→ Exercise objective
Extract the listing below in full, unchanged.

%%

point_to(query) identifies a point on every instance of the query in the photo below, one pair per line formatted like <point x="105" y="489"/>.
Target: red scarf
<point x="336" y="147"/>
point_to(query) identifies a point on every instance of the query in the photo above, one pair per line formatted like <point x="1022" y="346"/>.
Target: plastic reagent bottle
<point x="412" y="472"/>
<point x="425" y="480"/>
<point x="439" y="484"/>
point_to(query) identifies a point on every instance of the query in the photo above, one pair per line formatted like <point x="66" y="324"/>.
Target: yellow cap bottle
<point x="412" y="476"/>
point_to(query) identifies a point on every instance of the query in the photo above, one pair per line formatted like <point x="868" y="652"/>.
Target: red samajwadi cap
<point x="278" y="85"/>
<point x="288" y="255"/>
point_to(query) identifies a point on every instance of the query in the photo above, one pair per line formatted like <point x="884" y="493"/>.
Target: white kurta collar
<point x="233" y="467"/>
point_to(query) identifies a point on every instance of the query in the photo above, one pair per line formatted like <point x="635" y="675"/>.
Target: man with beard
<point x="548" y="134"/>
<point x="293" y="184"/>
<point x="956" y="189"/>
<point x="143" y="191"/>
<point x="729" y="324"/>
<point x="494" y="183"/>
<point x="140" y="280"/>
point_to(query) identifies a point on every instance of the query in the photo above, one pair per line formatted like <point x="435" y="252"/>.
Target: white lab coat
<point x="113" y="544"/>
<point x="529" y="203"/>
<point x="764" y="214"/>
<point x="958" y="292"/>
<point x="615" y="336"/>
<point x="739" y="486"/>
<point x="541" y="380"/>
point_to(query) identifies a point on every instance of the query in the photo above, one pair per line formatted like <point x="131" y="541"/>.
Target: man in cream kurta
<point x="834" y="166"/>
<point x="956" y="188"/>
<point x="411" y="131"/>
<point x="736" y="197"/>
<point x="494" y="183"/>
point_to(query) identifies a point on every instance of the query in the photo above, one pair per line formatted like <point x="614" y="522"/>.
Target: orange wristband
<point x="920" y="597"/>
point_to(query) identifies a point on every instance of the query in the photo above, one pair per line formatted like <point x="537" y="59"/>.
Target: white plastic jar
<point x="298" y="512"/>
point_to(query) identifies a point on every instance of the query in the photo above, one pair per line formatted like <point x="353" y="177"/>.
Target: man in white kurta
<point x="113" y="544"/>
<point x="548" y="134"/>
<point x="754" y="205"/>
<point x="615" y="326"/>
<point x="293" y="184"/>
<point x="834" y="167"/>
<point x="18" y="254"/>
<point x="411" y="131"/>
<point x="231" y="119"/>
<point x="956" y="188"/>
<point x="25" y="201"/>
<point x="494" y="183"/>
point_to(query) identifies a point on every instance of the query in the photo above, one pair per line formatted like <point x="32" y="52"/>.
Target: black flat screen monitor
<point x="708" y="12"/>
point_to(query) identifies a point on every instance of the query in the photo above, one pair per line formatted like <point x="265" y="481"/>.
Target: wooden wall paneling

%%

→ The output
point_to(query) identifies a point on every instance of the query in the photo below, one pair per line formatted like <point x="105" y="489"/>.
Target: red scarf
<point x="336" y="147"/>
point_to(query) identifies a point on every instance of the query in the photo above, one pair per line formatted like <point x="1022" y="346"/>.
Target: plastic reagent bottle
<point x="412" y="472"/>
<point x="425" y="480"/>
<point x="439" y="484"/>
point_to(query) identifies a point on every instance of the query in the photo above, one pair per line formatted like <point x="66" y="324"/>.
Target: yellow cap bottle
<point x="412" y="476"/>
point_to(query) identifies a point on every instance of the query in the photo above, one pair per line formatted like <point x="868" y="652"/>.
Target: red samajwadi cap
<point x="278" y="85"/>
<point x="288" y="255"/>
point_to(query) identifies a point on every instance of the query in the photo above, one pair per line formatted like <point x="884" y="493"/>.
Target: white kurta collar
<point x="233" y="467"/>
point_to(query) identifies a point on every instance of the query in the photo above, one pair per line formatted like <point x="635" y="675"/>.
Target: man with beard
<point x="548" y="134"/>
<point x="293" y="184"/>
<point x="956" y="189"/>
<point x="143" y="191"/>
<point x="729" y="324"/>
<point x="494" y="183"/>
<point x="140" y="280"/>
point_to(query) identifies a point on every instance of the query in the photo above, one pair per line formatted like <point x="435" y="252"/>.
Target: white lab coat
<point x="113" y="544"/>
<point x="529" y="203"/>
<point x="764" y="214"/>
<point x="958" y="292"/>
<point x="615" y="336"/>
<point x="739" y="486"/>
<point x="541" y="380"/>
point_to(query) identifies a point on every instance of the query in the photo above, one pair per line formatted like <point x="131" y="541"/>.
Target: man in cream kurta
<point x="834" y="166"/>
<point x="956" y="188"/>
<point x="411" y="131"/>
<point x="736" y="197"/>
<point x="494" y="183"/>
point_to(query) identifies a point on every instance of the query in the photo above, one pair per line formatted like <point x="614" y="522"/>.
Target: orange wristband
<point x="920" y="597"/>
point_to(query) identifies a point on every instance of the query in the photo above, one pair per line formatted like <point x="537" y="59"/>.
Target: white plastic jar
<point x="298" y="512"/>
point_to(query) identifies a point on every instance of the query in the photo above, one pair per line formatted like <point x="353" y="177"/>.
Target: man in white kurta
<point x="113" y="544"/>
<point x="548" y="134"/>
<point x="754" y="205"/>
<point x="615" y="326"/>
<point x="293" y="184"/>
<point x="834" y="167"/>
<point x="18" y="254"/>
<point x="411" y="131"/>
<point x="231" y="119"/>
<point x="956" y="188"/>
<point x="25" y="201"/>
<point x="494" y="183"/>
point_to(query) identifies a point on every instance of the query in the photo above, one pair per line formatted like <point x="32" y="52"/>.
Target: black flat screen monitor
<point x="708" y="12"/>
point_to(query) identifies a point on every instance of the query in the photo above, one pair per line formatted like <point x="265" y="481"/>.
Target: wooden wall paneling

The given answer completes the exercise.